▶ [Task]
Your answer should hold exactly the lines from the one containing "of the trimmed" through the end of the material, and no others.
(Entries provided)
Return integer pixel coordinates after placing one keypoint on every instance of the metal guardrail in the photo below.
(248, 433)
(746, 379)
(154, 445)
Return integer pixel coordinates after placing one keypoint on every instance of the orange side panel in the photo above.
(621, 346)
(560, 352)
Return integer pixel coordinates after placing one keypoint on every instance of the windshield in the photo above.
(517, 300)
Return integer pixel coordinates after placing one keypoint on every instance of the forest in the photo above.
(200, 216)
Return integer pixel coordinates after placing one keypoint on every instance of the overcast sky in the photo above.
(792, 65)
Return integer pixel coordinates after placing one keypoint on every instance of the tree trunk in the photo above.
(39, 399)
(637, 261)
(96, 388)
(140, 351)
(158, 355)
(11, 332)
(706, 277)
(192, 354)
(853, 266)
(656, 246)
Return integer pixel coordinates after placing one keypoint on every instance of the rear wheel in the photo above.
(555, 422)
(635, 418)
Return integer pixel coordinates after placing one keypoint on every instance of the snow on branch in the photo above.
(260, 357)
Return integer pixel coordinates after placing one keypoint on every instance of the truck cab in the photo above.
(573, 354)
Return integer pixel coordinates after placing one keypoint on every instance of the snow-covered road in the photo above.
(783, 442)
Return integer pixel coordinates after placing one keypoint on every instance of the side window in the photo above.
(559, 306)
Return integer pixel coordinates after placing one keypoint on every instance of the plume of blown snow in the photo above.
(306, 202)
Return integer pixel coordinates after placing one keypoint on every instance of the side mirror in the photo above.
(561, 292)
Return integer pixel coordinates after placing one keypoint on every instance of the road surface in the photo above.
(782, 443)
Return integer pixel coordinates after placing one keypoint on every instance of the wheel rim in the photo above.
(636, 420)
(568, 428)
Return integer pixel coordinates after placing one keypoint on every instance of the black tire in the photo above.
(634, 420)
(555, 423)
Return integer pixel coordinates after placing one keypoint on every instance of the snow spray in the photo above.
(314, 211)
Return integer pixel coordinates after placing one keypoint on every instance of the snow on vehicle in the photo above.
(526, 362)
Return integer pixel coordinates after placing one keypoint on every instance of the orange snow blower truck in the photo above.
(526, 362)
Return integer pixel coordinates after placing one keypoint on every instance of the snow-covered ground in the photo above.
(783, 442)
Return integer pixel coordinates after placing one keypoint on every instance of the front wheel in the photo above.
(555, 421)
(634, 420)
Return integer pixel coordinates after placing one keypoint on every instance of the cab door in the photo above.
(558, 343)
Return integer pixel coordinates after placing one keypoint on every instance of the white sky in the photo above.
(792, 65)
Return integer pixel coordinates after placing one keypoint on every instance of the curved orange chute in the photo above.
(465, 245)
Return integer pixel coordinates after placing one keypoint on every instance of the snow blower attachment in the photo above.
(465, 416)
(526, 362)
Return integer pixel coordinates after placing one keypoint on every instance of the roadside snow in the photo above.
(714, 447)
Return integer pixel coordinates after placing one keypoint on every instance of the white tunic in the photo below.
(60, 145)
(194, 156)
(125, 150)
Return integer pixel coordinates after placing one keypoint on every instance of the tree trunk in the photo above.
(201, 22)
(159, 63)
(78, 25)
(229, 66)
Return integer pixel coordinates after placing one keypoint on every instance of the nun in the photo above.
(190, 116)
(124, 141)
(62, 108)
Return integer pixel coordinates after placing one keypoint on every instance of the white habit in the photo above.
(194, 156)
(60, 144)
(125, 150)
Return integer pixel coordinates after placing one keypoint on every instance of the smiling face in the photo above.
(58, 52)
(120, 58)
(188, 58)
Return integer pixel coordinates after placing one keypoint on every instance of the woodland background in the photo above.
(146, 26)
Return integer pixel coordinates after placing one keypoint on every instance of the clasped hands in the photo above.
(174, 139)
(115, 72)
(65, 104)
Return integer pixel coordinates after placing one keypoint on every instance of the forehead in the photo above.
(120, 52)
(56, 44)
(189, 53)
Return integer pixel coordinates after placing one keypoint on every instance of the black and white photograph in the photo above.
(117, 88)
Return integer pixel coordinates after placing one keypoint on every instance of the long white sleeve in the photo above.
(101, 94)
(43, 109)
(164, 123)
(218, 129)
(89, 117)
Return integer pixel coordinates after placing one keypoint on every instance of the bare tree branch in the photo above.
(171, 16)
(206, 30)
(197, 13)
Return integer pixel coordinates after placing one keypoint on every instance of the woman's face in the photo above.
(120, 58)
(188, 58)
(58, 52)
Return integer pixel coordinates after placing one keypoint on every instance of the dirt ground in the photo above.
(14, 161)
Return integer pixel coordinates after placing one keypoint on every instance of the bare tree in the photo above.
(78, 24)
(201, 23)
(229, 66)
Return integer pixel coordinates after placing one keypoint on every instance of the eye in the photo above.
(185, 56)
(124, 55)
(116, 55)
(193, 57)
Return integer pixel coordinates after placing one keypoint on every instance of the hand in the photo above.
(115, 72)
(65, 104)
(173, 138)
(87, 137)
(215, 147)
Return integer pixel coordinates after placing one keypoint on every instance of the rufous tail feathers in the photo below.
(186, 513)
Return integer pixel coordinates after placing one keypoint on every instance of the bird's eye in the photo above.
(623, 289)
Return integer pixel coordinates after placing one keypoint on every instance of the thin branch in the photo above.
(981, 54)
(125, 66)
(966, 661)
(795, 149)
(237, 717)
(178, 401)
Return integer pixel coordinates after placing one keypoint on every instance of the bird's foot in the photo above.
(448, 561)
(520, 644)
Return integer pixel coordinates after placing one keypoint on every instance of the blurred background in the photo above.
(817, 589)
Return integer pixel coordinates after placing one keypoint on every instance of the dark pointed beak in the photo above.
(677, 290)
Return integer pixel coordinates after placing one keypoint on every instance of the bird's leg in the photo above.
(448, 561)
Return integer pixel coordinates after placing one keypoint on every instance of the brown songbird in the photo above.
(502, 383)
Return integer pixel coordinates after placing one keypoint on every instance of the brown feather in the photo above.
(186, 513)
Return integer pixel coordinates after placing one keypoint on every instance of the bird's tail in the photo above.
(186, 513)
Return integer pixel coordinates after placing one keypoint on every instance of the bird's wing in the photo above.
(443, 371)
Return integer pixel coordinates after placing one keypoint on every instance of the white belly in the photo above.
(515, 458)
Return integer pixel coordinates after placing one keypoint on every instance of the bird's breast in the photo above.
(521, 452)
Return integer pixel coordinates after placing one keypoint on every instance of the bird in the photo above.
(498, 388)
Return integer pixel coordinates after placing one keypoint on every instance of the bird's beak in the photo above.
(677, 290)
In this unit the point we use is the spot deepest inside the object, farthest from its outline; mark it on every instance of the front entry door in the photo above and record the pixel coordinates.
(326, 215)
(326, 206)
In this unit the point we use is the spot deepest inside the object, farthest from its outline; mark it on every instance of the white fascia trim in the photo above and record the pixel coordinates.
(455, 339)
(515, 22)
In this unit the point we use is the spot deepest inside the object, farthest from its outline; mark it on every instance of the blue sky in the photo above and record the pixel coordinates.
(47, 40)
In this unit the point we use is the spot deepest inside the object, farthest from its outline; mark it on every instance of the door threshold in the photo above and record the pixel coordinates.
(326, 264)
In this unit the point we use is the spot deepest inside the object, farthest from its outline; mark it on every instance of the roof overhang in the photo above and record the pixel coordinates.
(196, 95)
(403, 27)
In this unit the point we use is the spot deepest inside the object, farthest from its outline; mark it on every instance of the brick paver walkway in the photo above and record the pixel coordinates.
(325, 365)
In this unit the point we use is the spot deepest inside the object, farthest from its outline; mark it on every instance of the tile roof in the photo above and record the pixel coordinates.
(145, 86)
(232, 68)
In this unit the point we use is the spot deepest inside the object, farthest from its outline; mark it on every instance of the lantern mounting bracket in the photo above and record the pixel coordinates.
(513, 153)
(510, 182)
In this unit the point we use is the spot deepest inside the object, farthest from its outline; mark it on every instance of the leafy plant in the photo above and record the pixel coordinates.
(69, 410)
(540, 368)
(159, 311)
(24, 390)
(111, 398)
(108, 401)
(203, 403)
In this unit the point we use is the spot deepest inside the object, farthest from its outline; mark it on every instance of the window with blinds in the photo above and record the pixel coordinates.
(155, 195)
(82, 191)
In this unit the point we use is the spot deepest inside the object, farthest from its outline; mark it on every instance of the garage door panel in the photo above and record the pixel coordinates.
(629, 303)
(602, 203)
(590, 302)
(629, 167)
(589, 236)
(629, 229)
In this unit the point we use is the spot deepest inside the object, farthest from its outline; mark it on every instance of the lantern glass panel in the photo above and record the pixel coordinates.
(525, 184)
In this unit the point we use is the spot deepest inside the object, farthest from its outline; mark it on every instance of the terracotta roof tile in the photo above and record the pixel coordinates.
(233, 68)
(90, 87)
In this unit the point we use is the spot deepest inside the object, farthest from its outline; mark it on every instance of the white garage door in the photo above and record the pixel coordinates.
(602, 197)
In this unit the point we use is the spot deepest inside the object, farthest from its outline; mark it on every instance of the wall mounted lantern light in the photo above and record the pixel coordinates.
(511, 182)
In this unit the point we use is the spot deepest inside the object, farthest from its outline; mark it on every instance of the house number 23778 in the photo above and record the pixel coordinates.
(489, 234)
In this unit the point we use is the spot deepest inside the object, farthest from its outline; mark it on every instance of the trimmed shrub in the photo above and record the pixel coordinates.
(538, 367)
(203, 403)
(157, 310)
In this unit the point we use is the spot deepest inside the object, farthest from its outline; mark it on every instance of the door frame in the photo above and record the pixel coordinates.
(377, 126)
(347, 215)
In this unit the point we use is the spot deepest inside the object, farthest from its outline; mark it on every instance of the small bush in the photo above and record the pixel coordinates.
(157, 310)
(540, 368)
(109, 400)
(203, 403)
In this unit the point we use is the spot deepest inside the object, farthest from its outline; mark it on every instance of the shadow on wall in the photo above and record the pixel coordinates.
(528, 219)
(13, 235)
(End Entries provided)
▶ [Solution for this problem]
In this unit the point we use is the spot deepest inside the object, farthest from its outline; mark it on every instance of the trimmed shrub in the photo above and record the pixel coordinates.
(538, 367)
(203, 403)
(157, 310)
In this unit the point we use is the spot deepest inside the object, farthest from its outline; mark it on every instance of the door frame in the photo above and record the pixel coordinates.
(377, 126)
(347, 215)
In this unit the point we use is the spot deepest inside the object, farthest from its outline; mark it on every instance of the small bush in the photo above and record the pixel coordinates.
(157, 310)
(540, 368)
(109, 400)
(203, 403)
In this unit the point we use is the spot deepest inside the object, farthest from its outline; mark it on every instance of the shadow on wall in the photo above and record the pixel coordinates.
(528, 219)
(13, 235)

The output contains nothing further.